%%

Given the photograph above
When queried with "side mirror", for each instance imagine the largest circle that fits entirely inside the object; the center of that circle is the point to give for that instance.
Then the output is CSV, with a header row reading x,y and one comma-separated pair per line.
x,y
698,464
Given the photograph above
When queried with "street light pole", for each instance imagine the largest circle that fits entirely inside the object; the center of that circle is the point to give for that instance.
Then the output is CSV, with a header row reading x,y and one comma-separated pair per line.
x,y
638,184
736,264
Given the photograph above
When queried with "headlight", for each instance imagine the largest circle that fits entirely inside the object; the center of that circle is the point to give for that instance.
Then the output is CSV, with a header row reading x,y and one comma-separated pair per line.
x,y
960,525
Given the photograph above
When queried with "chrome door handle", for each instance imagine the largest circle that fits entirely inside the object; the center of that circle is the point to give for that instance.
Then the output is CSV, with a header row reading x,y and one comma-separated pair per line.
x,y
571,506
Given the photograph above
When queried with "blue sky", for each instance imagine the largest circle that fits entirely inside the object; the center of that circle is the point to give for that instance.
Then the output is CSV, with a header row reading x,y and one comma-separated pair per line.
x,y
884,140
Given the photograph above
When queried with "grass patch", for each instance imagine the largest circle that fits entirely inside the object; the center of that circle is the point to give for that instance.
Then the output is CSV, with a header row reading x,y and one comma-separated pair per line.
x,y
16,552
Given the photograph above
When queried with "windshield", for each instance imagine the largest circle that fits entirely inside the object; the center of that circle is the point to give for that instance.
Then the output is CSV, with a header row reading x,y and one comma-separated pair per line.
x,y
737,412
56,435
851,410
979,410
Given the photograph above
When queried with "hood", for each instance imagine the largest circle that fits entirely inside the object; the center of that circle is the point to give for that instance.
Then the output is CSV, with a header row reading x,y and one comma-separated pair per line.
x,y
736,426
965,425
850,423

%%

* Your objective
Show each line of the listing above that contains the string "queried". Case matters.

* Problem solution
When queried with "side mirror", for each instance imagine the largest circle that fits entirely inside the object; the center of that circle is the point to give for that instance.
When queried with "street light pole", for each instance imagine the largest circle that fits entirely inside the object; the center of that circle is the point to give for that instance.
When queried with "headlight", for each instance imagine the largest circle that fits entirely inside the object; the center of that circle is the point to give for that instance.
When queried with "chrome door handle", for each instance imagine the largest circle that fits entirely inside the object; the center of that circle is the point to give for that instance.
When queried with "blue sky", for each instance imagine the largest circle that fits entirely inside the object; the center of that circle is the point to give for that instance.
When queried with "grass patch", for each instance imagine the largest circle that fits entirely inside the object; the center of that circle is the point to give for that instance.
When queried with "windshield", for each instance imagine the largest circle that fits entirely inside the object; the center of that circle is the point to give for that instance.
When queried with "hood", for each instance imagine the largest circle that fits entirely inside the object; the center of that circle is the point to give for that instance.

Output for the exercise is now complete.